*EXERCISE OBJECTIVE*
Extract each line of the rows below that contains the word "dish". Case counts.

*DATA PROVIDED*
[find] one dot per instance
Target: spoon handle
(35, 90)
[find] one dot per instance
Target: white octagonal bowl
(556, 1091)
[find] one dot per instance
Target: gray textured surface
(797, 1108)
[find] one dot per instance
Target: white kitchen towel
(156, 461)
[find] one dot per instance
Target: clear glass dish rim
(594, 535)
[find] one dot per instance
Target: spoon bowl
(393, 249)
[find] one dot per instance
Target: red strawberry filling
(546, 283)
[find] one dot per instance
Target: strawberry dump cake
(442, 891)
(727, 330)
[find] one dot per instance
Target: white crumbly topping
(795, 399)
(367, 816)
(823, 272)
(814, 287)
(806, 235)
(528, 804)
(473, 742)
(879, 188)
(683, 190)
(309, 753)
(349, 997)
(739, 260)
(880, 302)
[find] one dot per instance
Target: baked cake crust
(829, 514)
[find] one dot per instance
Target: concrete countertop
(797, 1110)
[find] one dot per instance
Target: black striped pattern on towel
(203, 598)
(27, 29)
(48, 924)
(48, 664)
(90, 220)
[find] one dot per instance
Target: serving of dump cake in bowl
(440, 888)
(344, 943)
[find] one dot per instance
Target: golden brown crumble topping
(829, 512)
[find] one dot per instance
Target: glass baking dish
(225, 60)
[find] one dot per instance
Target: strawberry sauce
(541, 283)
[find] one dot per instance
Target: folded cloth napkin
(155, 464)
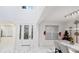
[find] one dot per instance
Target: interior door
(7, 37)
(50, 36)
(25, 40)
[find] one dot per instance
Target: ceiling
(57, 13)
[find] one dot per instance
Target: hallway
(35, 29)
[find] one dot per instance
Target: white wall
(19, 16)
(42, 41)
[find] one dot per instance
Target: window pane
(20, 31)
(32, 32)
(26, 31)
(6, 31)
--
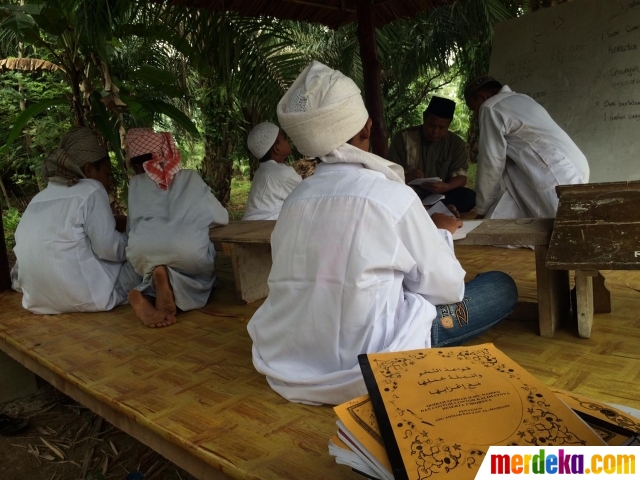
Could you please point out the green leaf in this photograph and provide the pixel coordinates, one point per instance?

*THE SOLUTION*
Target: clear glass dish rim
Target: glass baking dish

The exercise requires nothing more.